What to work on:
1. In the post on bills and saving, what job does Jeffrey hold?
2. Write a continuation of the post on bills and saving, starting after its final sentence.

Source excerpt:
#####

This is the Scooby-Doo ending to the post about “Spending as the enemy of saving.”
In short, that post described how most Even members tell us “overspending” is the reason they fail to save. It’s easy to come to that conclusion because, in the money funnel, discretionary spending is the very last step, which makes spending look like the smoking gun.
What I want to show in this post is that spending’s actually just a disguise worn by the real, upstream villain: bills.
Jeffrey* is an assistant manager at Pizza Hut. He has the same assortment of monthly bills as most of us, and he can afford them — just not on the schedule they’re due.
“I can’t pay a three hundred dollar car payment out of one check,” he explained in our interview, “and I can’t pay a two hundred some-odd dollar light bill out of one check on top of paying rent.” Doing so would leave him with too little to survive on till his next check: “I’ve tried paying a bill all at one time, and it broke me to the point where I’m living off tips from my front counter.”
In their book Scarcity (2013), Sendhil Mullainathan and Eldar Shafir describe the challenge Jeffrey’s up against with a metaphor about packing for a picnic. When you make large paychecks, they explain, budgeting is like packing a relatively large picnic basket. It’s an easy task that doesn’t require much planning; you just throw items right in.
In contrast, if you make small paychecks, budgeting becomes like packing a relatively small picnic basket. You have to be strategic about where you place the various items, and if you make a mistake, you might run out of room.
In summary, “Small budgets make for bulky items and for complex packing; large budgets make for granular items and for easier packing” (p. 85).
For people with small budgets like Jeffrey, packing right is really complex. For instance, he’s tried holding aside some of the money from one check so it’ll be there to supplement the money from the next one, with the idea this would allow him to pay a big bill due after that second check and still have a little left over.
But keeping from spending the held-aside money requires an often unachievable level of self-control. “If I have extra money that I don’t have to spend on bills, I just go out and spend it on video games, or food, or stupid, nonsensical items,” he told me. As a result, by the time that big bill comes due, the extra money he meant to have on hand is already gone. He barely has enough left to pay the bill — much less to put away into savings.
Why couldn’t he just carry out the plan he made? As Mullainathan and Shafir explain, people with smaller paychecks not only have to do more complex “packing”; they also have to “pack” inside the haze of stress caused by scarce financial resources. As they put it, “The mind, challenged by the psychology that emerges from scarcity, may find itself needing to navigate a world that is computationally more complex” (p. 254). This double-whammy of complexity plus stress makes Jeffrey’s goal of holding aside and not spending the right amount of money especially hard to achieve.
As you can see, Jeffrey’s discretionary spending leads right up to his failure to save. But the size and distribution of his bills is what sets him up for that failure in the first place, by putting him in a position where he has to rely on his self-control. That’s what I meant by how spending is just bills in disguise—like a Scooby-Doo villain. And bills would’ve gotten away with it, too, if it hadn’t been for us meddling kids and our darn dog.

#####

Dataset rows:

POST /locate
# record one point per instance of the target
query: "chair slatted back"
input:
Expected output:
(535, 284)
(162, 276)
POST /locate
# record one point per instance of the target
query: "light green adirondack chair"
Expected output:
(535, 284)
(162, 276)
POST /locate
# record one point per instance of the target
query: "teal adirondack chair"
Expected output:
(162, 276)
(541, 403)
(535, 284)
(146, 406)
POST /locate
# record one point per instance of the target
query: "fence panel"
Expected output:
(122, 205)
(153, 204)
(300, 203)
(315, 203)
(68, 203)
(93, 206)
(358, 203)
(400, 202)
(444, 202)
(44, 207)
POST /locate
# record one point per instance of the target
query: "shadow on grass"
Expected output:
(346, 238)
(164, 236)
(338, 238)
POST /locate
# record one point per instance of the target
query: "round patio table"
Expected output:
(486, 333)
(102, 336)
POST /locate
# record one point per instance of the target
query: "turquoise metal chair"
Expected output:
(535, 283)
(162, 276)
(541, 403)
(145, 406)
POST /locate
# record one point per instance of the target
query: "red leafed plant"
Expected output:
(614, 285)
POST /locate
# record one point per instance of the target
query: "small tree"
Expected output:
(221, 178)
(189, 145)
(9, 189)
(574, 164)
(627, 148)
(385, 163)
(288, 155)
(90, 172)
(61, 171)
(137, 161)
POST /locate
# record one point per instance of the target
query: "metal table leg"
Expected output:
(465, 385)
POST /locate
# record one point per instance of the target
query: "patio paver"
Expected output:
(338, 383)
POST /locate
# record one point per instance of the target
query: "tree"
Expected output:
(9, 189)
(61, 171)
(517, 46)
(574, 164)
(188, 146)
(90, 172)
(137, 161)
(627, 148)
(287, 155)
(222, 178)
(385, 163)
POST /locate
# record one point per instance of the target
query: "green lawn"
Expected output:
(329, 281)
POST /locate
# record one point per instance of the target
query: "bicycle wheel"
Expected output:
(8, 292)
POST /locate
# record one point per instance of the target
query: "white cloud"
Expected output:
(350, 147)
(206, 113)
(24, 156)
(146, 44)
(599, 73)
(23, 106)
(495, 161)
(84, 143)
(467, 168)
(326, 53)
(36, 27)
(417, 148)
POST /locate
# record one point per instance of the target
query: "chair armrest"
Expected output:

#####

Answers in order:
1. He is an assistant manager at Pizza Hut.

2.
But there’s more.
To get himself out of the situation where he’s relying on his self-control, Jeffrey’s devised a strategy that allows him to bypass the need for self-control entirely. “The way I pay my bills is, I pay half now and half later,” he told me. In other words, he makes a payment on each of his big bills every time he’s paid, resulting in 2 payments per bill per month. “As soon as I get my check, I just send the money off, and boom, it’s done, and I don’t have to worry about it,” he said. “It just works out, and it still gives me a little bit of money [left over].”
There’s just one problem: “Because of the way I pay them, they’re always late.” That’s because the schedule of his bills (monthly, by calendar date) isn’t synchronized with the schedule of his paychecks (biweekly, by day of the week). When he pays bills late, he gets charged late fees, such as a $20 fee each time his cable bill isn’t paid on time. This additionally eats away at the money he has available to save.
Jeffrey knows how he wants to pay his bills: “On time, every time.” He thinks this could be possible “if I could, instead of paying every time, just set that aside until it’s actually due — but once again, we run into the impulse buying and the spending it on things that I don’t need…”
It seems like Jeffrey needs a tool that holds aside money for his bills, without leaving that money vulnerable to being cannibalized by spending—something that automatically categorizes the money as soon as he gets it, instead of leaving it perilously in his pocket.
Although all this time I’ve been referring to “small paychecks,” the task of cramming bills into paychecks is complex and stressful for lots of people whose paychecks you wouldn’t necessarily consider “small.”
In their book The Two-Income Trap, Elizabeth Warren and her daughter Amelia Tyagi describe how since the 1970s, the cost of fixed expenses as a proportion of income has risen dramatically (2003). As a result, compared to a single-income family in the early 1970s, a dual-income family in the early 2000s had less money left over after paying its fixed expenses—even with two adults working. The average two-income family now spends 75 percent of its take-home on fixed expenses—leaving “no margin for error” in budgeting (p. 53).
Just like modern supermarket fruits hopped up on fertilizer, our bills have ballooned to the point where they barely fit in our baskets. So these days, it’s not just low-income Americans who have trouble packing their picnics. It’s most Americans.
*Jeffrey gave me permission to use his story in this post.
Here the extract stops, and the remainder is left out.